**文本片段**

§ §

通过以下命令,可以得到一个目录下的所有文件名字:

find . -name "*.*" > copy_list.txt

然后使用以下脚本,合并一个类型的文件;

通过从控制台作为输入,提取希望提取的.后缀文件suffix,如下:例如

python bluetooth_merge.py mk_copy_list.txt

希望提取mk文件

import os
import sys
#extract_file=r"./copy_list.txt"
extract_file=sys.argv[1]
print(extract_file)
#file_type=['.c','.h','.cc','.java','.cpp','.py','.hpp','.sh']
file_type=[]
temp_strlen=len(extract_file)-len("_copy_list.txt")
file_type.append(extract_file[0:temp_strlen])
file_type[0]=r"."+file_type[0]
out_file=r'bluetooth_out.txt'
fo_array=[]
fo_flag=[0]*len(file_type)

index=0	
for i in file_type:
    fo=open(str(index)+i+out_file,'w')
    fo_array.append(fo)
    index=index+1
if os.path.exists(extract_file):
    f=open(extract_file,'r')
    for strn in f.readlines():
        #print(strn+'\n')
        flag=False
        strn1=strn.strip()
        index=0
        for extension in file_type:
            tempflag=strn1.endswith(extension)
            #flag=flag or tempflag
            #print(str(tempflag)+'\n')
            if tempflag:
                print(strn)
                fo_array[index].write('\n')
                fo_array[index].write(strn)
                temp_file=open(strn1)
                fo_array[index].write(temp_file.read())
                fo_array[index].write('\n')
                temp_file.close()    
            else:
                print('not expected file type \n')
            index=index+1
        
else:
    print("no "+extract_file+" excute bluetooth_extract.sh \n")
    os.system("sh bluetooth_extract.sh")
for i in fo_array:
    i.close()

§ §

**所给材料**
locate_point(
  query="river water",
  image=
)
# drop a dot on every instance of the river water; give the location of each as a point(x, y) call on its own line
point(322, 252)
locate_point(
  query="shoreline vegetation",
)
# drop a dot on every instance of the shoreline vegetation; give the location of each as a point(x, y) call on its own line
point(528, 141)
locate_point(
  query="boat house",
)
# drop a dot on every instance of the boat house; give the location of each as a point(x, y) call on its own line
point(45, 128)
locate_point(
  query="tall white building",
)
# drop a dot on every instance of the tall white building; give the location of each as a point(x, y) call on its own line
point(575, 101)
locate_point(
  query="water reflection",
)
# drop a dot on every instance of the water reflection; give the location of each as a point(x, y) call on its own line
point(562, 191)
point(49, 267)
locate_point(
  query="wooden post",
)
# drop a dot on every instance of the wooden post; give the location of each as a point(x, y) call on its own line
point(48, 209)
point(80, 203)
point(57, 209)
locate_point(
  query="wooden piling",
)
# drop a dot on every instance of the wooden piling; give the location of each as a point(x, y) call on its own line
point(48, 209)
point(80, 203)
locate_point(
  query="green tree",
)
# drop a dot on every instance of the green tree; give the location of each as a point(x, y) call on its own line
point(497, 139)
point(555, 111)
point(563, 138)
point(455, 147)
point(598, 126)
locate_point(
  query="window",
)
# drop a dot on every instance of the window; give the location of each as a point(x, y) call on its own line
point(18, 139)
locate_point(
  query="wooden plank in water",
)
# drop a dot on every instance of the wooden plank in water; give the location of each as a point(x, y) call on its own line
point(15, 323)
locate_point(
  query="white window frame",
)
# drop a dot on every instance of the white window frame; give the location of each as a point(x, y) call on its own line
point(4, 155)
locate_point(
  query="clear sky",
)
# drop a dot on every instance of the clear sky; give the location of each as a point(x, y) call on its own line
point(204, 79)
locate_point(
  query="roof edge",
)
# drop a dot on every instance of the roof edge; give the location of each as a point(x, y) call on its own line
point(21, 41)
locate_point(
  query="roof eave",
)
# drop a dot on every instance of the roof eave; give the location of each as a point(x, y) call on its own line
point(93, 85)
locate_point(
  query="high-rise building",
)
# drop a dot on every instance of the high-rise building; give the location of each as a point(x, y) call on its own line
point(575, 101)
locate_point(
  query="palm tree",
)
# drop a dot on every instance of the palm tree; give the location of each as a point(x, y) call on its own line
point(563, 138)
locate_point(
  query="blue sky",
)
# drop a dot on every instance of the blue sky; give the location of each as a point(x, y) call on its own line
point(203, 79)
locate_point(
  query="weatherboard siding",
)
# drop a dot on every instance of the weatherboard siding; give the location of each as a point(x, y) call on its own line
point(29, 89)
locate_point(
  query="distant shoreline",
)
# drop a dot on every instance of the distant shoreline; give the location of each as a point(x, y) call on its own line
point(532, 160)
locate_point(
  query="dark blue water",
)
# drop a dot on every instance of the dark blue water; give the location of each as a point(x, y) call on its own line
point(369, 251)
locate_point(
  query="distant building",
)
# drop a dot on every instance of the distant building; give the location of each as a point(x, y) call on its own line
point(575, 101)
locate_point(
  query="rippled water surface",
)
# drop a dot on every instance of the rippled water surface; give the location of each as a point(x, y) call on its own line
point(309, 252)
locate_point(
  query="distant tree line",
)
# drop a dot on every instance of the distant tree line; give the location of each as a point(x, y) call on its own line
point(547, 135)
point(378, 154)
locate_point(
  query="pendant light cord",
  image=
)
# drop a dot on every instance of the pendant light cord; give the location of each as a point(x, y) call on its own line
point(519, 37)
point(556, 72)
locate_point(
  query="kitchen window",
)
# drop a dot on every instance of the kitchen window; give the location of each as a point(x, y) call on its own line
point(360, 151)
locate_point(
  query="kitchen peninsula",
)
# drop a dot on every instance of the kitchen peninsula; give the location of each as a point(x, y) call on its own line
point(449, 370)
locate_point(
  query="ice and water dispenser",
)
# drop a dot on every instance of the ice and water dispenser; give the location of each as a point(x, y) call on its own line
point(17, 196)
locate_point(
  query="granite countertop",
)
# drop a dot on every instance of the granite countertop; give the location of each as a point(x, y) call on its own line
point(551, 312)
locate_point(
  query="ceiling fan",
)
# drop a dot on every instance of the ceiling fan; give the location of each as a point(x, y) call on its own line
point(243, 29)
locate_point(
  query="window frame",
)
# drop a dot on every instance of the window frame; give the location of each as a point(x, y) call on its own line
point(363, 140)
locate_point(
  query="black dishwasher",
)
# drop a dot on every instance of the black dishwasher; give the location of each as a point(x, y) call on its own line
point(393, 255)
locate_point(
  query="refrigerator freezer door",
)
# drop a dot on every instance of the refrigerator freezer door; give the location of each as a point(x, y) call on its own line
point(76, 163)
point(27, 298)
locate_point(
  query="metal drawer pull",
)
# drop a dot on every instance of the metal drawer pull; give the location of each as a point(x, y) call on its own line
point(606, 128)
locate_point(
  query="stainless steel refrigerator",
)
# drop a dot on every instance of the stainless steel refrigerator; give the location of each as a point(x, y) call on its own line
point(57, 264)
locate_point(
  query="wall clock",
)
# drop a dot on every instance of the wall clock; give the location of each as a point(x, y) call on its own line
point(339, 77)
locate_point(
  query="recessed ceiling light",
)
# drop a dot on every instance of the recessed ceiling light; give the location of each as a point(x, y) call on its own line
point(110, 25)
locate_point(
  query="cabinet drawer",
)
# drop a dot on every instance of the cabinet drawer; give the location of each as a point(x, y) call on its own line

§ §

**练习任务**
#1 文本片段的代码中有一行被注释掉的 file_type 列表。请列出该列表里的全部文件后缀。
#2 请将文本片段中从“for strn in”开始、到“temp_file=open(strn1)”结束的部分照原文逐字抄录。

**各题解答**
#1 .c、.h、.cc、.java、.cpp、.py、.hpp、.sh

#2
for strn in f.readlines():
        #print(strn+'\n')
        flag=False
        strn1=strn.strip()
        index=0
        for extension in file_type:
            tempflag=strn1.endswith(extension)
            #flag=flag or tempflag
            #print(str(tempflag)+'\n')
            if tempflag:
                print(strn)
                fo_array[index].write('\n')
                fo_array[index].write(strn)
                temp_file=open(strn1)